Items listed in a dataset
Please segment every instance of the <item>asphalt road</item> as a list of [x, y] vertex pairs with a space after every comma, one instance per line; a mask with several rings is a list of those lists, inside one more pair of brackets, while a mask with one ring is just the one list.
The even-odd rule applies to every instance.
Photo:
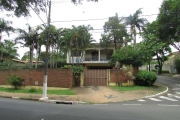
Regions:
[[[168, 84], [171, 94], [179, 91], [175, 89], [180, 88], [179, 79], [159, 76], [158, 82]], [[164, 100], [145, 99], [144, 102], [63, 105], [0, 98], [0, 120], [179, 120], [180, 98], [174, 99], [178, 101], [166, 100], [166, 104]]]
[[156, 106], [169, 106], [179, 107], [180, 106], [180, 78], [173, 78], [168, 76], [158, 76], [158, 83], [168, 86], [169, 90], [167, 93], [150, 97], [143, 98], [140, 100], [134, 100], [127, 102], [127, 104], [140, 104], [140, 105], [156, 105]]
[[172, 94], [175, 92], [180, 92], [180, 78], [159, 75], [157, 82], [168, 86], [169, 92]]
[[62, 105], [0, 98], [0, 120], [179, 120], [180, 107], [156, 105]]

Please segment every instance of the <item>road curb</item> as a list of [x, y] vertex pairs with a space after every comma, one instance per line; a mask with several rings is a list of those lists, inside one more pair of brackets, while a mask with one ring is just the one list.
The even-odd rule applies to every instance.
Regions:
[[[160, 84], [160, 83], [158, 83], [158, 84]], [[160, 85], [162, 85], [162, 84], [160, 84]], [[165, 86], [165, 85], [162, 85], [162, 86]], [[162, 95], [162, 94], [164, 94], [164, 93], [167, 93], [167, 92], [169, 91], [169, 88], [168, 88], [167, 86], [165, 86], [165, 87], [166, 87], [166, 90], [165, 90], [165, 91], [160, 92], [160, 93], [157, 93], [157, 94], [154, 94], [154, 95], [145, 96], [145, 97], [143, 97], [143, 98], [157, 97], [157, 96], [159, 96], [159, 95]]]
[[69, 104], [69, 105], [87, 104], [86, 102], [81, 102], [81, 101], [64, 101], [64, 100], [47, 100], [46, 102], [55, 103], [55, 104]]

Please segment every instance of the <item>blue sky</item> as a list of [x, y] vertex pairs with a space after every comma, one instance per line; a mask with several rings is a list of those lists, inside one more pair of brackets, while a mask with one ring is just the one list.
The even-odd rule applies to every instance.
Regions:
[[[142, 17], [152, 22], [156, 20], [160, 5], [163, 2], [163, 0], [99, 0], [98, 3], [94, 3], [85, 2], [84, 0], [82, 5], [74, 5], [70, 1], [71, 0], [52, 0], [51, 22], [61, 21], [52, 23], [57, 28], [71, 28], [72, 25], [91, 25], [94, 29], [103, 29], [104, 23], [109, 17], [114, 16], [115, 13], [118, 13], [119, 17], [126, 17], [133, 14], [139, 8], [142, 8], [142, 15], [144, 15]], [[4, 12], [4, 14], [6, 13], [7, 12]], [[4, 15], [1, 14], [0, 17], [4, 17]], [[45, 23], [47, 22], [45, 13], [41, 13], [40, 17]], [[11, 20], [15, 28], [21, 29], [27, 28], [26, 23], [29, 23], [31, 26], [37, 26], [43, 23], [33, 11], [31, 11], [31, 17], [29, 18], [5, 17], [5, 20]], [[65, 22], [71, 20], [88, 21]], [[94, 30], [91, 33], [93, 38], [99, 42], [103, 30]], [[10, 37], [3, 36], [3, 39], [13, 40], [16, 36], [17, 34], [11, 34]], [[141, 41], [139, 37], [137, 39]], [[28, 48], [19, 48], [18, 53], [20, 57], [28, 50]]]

--

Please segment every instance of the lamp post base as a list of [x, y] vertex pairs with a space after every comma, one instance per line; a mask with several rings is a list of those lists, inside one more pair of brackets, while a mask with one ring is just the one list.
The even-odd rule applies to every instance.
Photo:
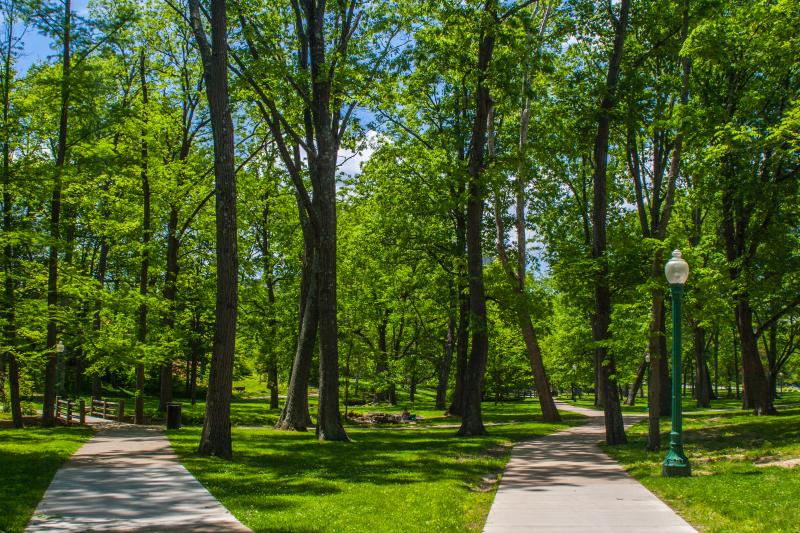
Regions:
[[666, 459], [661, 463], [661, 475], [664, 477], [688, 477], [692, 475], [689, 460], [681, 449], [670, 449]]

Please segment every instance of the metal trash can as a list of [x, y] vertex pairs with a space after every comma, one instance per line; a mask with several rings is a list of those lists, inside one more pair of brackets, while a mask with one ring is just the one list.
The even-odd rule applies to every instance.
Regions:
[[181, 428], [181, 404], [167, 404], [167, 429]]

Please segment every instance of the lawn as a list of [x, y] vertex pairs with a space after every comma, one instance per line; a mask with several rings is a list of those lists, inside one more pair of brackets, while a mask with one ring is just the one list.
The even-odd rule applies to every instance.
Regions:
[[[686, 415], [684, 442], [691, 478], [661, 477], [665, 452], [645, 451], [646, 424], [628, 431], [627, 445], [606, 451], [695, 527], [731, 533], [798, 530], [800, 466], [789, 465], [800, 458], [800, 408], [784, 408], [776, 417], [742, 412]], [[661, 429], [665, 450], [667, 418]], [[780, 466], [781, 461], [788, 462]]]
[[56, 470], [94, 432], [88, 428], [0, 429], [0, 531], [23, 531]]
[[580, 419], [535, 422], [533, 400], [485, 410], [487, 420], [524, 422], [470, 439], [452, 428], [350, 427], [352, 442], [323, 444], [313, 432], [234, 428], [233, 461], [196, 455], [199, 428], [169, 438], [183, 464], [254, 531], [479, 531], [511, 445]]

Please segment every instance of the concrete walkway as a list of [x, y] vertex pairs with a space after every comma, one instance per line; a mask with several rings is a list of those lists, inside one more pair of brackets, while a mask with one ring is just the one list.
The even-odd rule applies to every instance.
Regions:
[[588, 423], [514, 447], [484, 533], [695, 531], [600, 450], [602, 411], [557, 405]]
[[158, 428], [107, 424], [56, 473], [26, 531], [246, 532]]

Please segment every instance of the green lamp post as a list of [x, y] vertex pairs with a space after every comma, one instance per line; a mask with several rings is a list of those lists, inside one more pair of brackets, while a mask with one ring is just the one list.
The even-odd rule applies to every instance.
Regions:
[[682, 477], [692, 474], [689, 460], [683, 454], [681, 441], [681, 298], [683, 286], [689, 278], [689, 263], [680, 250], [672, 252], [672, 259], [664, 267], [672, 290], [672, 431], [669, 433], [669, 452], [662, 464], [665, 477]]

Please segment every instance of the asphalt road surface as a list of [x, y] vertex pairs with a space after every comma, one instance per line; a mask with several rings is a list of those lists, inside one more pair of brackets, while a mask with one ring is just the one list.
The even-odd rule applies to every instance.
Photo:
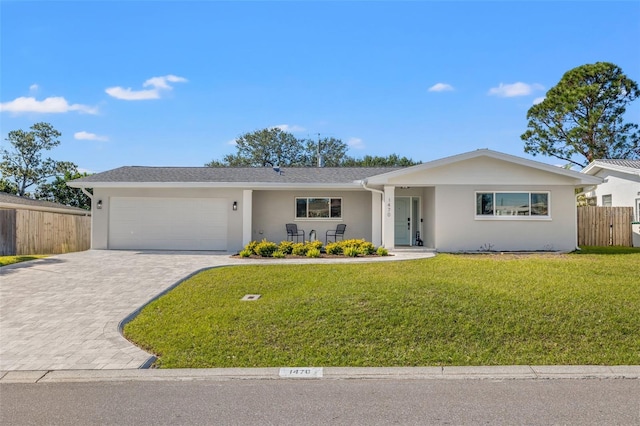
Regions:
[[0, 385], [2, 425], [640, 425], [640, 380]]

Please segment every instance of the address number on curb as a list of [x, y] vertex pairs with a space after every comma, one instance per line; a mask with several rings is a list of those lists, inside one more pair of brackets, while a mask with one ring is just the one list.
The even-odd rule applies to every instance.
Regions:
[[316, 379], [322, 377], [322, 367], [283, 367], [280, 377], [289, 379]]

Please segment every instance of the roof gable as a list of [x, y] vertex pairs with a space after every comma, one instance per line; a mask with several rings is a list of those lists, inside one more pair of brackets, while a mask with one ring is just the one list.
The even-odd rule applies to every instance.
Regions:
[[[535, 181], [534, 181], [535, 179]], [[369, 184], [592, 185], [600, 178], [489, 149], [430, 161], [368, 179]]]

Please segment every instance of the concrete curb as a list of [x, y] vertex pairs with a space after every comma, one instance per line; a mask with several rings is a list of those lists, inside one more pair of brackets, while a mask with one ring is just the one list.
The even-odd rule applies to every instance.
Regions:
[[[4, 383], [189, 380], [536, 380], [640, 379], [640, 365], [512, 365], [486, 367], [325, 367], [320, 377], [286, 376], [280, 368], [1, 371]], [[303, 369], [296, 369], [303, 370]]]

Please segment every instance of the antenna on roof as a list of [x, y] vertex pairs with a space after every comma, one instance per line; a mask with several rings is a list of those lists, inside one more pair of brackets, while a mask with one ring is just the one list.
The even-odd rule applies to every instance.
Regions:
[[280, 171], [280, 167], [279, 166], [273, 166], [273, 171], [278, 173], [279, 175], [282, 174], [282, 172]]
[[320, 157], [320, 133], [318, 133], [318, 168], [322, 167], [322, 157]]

* * *

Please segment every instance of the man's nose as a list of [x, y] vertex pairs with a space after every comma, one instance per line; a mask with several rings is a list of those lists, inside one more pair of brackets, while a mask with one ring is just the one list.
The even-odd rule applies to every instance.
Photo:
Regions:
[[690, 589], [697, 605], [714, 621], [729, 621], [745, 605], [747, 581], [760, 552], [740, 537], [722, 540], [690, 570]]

**Work task:**
Gather up every line in the data above that contains the word "roof", copying each one.

**Response to the exercise:**
Please segment every instance of the roof gable as a list of [x, y] vertex pairs with a space after every comma, one instance per line; a mask with several rings is a list of those lists, inside one more pair of brackets, while a mask with one ring is just the one list.
Please segment every instance of the antenna on roof as a list of [x, y] vertex pairs with a space after every comma, one instance per line; a mask with several rings is a list of those lists, inside one more pair of brackets, while a mask with one ring is just the one list.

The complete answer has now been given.